Stated task: Identify each line below that contains the string "frame", and copy every such line in full. Treat the match as case-sensitive.
━━━ Given records ━━━
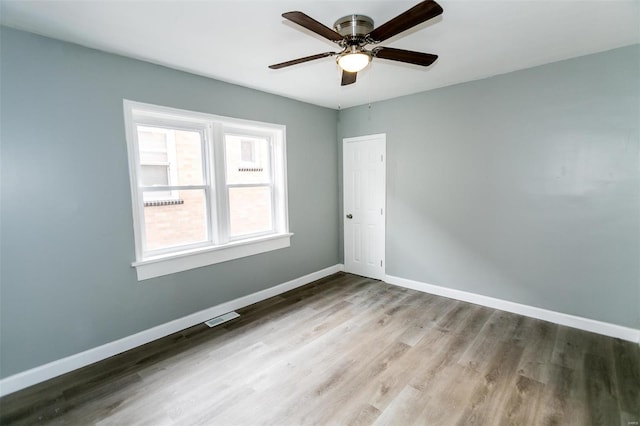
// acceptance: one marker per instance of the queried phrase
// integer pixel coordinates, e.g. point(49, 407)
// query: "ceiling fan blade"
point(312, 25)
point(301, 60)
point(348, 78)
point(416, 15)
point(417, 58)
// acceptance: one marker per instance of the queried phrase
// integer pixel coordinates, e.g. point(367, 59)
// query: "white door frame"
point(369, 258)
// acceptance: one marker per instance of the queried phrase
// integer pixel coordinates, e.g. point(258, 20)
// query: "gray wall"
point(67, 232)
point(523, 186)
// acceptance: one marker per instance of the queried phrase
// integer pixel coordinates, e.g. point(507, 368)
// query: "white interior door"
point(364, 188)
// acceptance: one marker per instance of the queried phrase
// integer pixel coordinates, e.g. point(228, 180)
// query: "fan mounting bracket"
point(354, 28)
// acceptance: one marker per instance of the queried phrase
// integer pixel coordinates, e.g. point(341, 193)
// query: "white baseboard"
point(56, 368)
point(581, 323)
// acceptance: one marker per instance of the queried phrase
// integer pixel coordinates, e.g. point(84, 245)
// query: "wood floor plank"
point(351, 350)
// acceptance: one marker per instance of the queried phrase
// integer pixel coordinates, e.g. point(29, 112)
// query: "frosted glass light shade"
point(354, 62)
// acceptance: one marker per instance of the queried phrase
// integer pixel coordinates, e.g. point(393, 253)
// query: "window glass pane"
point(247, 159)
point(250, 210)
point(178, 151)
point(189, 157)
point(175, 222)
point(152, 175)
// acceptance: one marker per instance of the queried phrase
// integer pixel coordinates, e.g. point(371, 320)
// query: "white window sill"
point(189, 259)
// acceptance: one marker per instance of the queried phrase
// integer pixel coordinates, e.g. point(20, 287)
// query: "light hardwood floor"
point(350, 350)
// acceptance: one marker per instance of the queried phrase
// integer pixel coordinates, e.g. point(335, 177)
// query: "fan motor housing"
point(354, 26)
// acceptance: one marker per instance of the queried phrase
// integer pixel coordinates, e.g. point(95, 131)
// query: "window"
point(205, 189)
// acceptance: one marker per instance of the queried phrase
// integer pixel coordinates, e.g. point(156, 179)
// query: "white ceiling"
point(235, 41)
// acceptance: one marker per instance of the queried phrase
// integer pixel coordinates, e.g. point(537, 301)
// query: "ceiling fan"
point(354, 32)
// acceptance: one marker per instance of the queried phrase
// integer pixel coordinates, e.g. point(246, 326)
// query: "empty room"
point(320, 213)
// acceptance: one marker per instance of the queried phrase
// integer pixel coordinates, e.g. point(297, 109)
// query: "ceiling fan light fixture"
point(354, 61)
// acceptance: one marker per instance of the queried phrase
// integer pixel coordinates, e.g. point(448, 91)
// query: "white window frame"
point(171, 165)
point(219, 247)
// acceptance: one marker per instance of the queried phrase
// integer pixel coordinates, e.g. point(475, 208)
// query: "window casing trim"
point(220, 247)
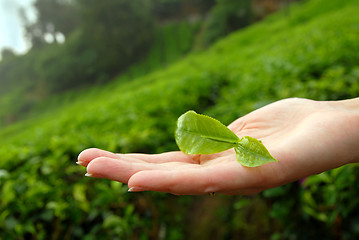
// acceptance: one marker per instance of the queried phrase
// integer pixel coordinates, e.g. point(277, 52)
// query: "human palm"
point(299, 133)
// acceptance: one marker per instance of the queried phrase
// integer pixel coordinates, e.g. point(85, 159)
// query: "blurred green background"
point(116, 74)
━━━
━━━ Given records ━━━
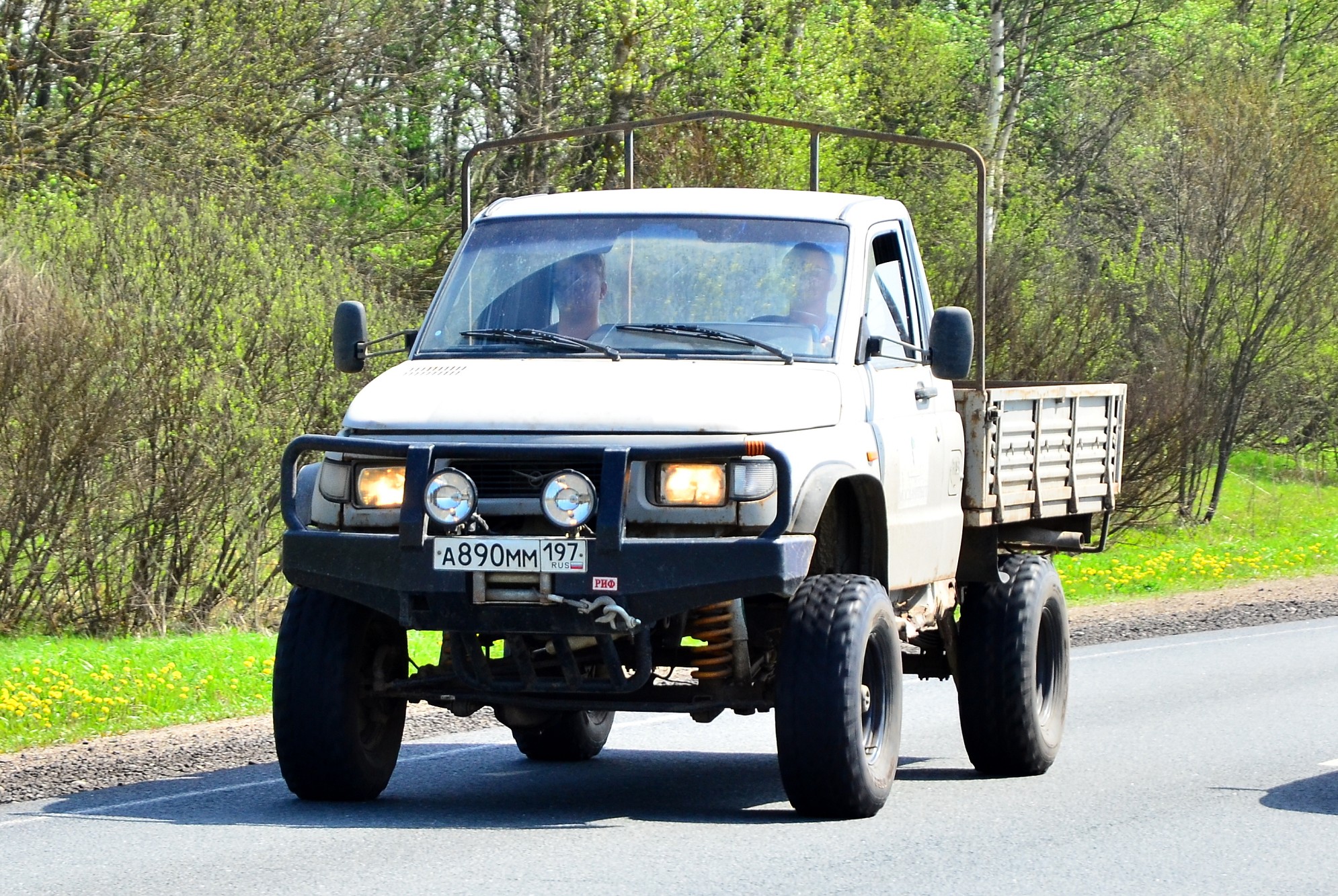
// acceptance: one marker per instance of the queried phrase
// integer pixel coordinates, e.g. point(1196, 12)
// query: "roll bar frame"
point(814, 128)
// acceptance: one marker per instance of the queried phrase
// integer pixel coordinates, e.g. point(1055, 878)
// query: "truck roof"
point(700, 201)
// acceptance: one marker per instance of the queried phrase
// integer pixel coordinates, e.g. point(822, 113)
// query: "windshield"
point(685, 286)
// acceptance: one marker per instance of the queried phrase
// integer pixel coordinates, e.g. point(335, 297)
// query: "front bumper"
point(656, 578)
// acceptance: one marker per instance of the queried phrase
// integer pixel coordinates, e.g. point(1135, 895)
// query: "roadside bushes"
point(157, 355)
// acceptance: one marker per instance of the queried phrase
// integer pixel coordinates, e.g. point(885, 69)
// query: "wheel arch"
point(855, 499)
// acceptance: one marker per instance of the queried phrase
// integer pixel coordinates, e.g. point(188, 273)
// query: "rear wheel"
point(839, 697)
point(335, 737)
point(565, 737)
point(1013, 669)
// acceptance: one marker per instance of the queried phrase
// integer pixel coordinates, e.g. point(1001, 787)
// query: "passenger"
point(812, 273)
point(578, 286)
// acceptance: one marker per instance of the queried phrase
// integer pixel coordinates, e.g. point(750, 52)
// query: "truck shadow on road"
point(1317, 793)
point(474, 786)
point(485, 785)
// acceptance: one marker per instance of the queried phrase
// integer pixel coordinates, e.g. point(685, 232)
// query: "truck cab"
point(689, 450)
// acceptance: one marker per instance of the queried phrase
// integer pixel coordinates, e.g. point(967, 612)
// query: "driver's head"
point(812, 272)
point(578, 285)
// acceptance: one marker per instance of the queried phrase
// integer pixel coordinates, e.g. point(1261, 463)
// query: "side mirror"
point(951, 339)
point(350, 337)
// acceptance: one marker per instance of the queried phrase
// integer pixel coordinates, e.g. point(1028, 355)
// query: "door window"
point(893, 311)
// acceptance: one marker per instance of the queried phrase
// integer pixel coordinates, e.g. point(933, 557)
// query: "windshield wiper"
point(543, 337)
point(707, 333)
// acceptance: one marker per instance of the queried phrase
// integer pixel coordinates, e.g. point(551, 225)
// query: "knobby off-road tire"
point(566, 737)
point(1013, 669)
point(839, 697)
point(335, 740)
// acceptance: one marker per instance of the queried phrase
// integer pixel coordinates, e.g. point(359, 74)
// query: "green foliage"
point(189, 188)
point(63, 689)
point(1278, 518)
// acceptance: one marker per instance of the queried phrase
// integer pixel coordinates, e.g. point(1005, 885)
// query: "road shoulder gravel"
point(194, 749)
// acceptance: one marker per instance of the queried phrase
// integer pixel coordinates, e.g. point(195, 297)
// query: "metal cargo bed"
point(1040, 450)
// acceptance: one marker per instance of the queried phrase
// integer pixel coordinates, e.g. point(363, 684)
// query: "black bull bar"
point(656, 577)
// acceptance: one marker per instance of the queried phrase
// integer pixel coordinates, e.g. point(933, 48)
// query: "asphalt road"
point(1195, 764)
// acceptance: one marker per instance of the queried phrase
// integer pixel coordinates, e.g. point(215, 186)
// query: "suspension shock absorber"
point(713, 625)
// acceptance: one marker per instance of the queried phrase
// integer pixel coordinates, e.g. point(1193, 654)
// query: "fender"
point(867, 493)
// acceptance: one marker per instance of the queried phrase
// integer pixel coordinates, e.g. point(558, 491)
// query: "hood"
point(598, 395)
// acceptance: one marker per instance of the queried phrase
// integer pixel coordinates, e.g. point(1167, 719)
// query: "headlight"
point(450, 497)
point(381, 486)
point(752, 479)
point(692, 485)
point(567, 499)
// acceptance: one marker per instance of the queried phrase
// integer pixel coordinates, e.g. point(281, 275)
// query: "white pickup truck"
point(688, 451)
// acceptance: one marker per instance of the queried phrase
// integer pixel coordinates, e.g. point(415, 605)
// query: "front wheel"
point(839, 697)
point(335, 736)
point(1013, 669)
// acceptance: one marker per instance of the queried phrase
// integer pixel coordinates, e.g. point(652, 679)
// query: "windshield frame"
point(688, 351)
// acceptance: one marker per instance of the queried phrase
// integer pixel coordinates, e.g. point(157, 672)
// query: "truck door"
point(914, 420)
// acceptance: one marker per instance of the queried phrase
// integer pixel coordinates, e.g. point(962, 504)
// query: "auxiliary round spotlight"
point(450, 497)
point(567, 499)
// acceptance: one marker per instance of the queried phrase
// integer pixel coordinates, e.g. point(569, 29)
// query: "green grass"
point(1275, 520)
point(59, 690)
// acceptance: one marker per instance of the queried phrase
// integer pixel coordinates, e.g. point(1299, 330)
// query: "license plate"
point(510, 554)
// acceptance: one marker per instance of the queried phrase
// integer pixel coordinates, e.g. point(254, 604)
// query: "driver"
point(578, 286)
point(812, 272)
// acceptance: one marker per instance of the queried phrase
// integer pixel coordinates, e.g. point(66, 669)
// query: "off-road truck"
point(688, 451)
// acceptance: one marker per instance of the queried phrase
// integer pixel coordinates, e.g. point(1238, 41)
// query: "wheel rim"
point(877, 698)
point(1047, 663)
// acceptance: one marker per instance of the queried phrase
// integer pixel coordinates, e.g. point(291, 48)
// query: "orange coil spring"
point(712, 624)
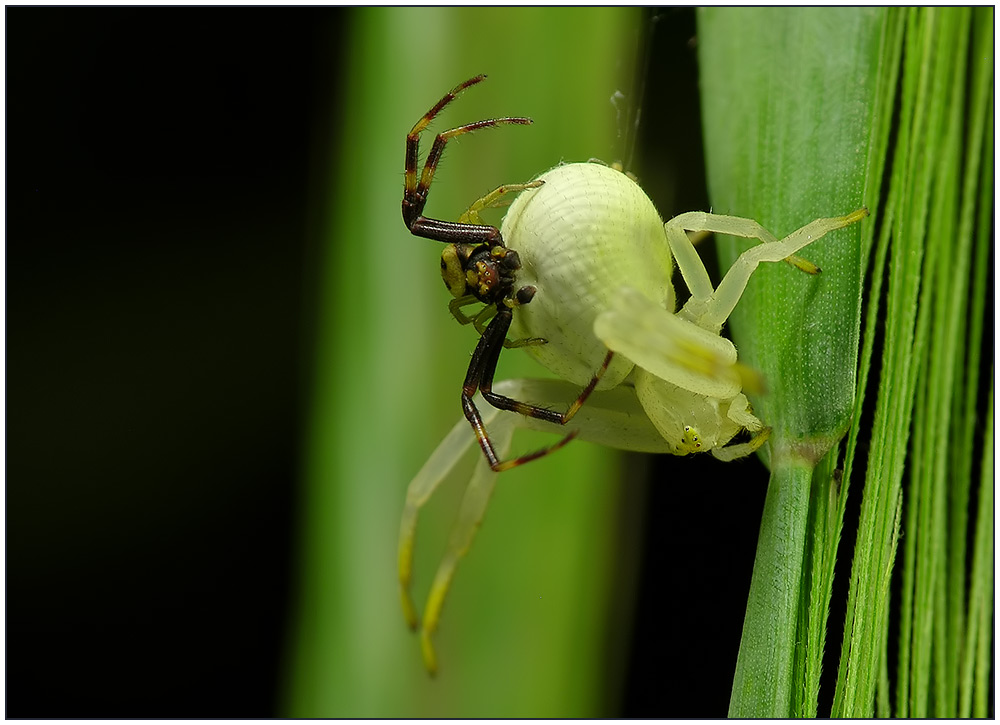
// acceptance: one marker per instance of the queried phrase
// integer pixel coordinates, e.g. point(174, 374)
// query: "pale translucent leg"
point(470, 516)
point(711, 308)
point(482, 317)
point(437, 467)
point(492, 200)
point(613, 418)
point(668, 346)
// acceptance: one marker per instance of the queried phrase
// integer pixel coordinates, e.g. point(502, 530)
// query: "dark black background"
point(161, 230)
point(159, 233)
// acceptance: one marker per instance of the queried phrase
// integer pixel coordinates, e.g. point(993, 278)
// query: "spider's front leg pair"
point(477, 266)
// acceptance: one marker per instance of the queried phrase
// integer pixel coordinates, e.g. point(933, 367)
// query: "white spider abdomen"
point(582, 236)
━━━
Solution:
// query: "white door frame"
// query: "white window frame"
// query: "roll bar frame"
// query: "windshield frame"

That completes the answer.